>>>>

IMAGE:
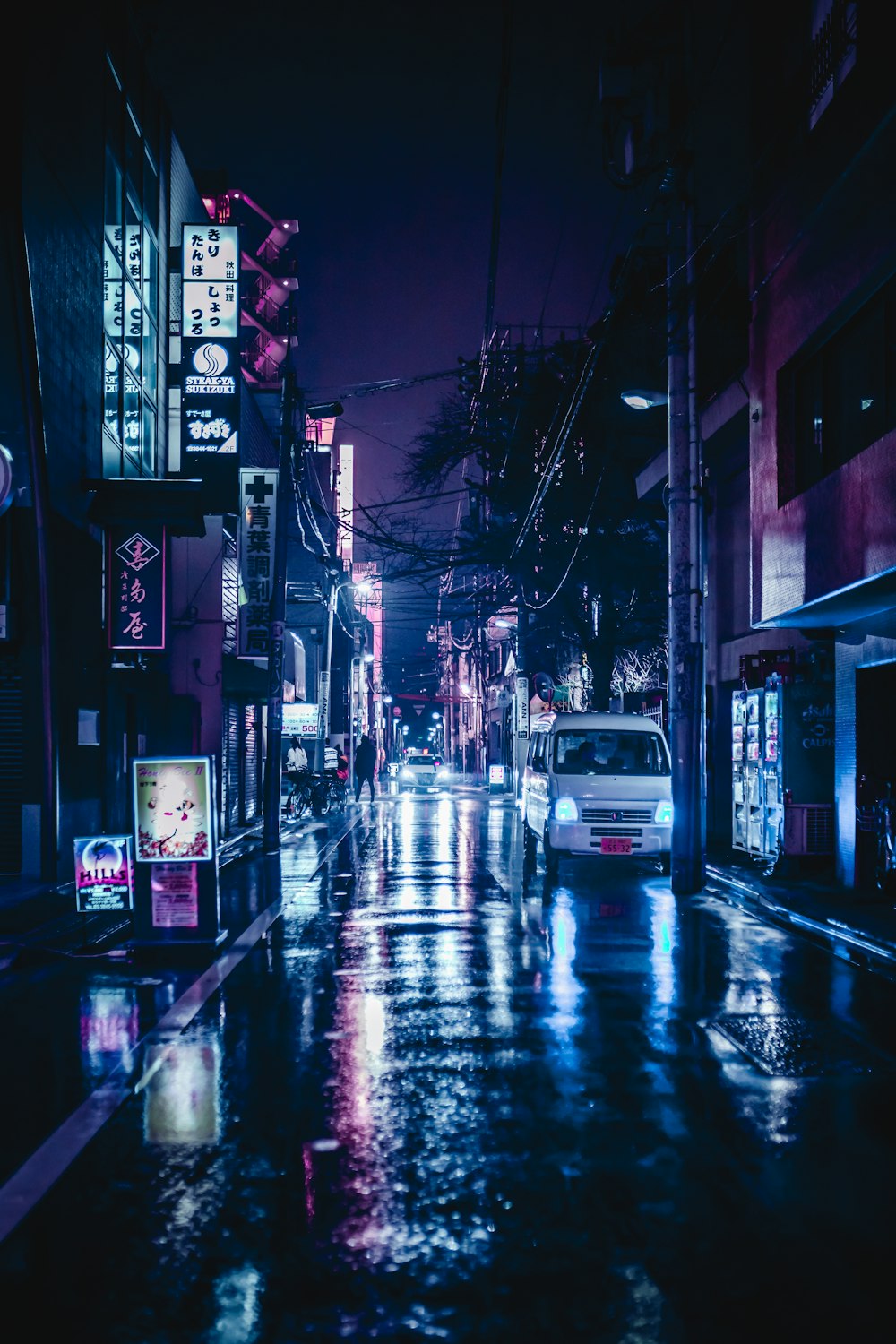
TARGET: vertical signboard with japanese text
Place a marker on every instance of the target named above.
(255, 556)
(210, 359)
(136, 586)
(174, 817)
(104, 874)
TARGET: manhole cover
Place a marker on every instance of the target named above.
(785, 1046)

<<<<

[Assigned task]:
Repeat every record above exactly. The pictures do not belong in the copy.

[Answer section]:
IMAGE:
TARGET: vertical signboard with japanese text
Place a marker on every instance of the target named above.
(255, 556)
(210, 359)
(136, 586)
(174, 817)
(104, 874)
TARGET: manhole cover
Place a marker on every instance of the target named above.
(785, 1046)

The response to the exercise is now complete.